[Prompt]: How many lines in the records below contain the word "helmet"? Reply with the number only.

[Available data]:
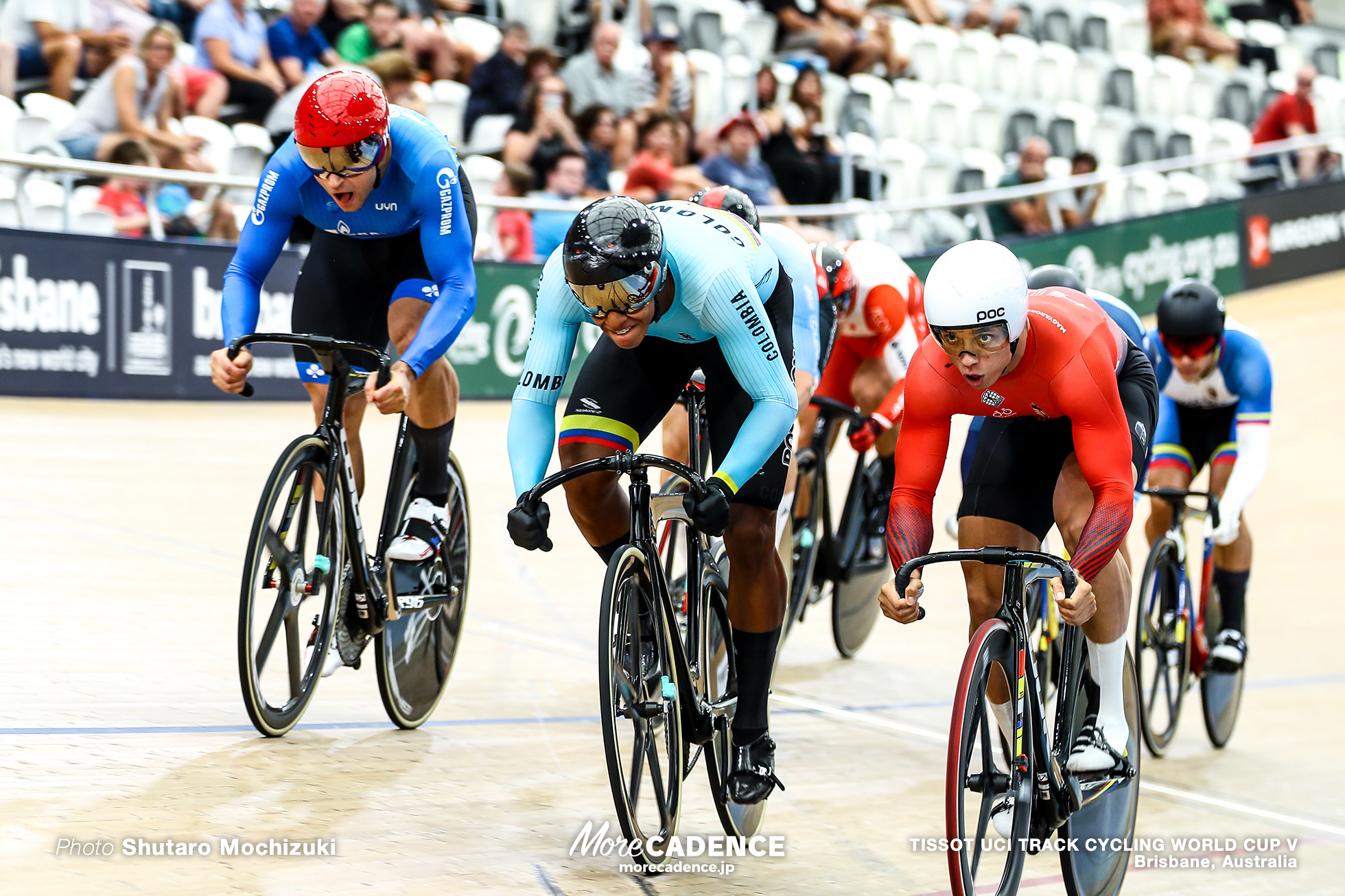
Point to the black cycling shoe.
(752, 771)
--
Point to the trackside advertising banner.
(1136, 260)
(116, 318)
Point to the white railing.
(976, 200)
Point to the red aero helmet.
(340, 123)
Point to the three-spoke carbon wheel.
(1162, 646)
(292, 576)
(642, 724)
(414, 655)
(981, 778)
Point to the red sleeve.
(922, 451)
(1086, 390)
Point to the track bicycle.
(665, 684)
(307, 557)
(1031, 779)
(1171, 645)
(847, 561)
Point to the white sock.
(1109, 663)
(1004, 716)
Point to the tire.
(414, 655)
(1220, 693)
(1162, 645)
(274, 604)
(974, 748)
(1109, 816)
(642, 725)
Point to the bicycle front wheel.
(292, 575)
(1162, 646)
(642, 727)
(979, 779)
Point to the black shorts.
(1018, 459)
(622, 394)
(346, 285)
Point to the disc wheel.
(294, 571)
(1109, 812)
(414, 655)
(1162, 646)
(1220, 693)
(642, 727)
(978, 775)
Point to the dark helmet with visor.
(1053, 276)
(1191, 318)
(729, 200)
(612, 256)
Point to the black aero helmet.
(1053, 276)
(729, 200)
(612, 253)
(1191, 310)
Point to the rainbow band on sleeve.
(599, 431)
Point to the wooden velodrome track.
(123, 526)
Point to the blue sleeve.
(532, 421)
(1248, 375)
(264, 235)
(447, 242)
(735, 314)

[Task response]: 3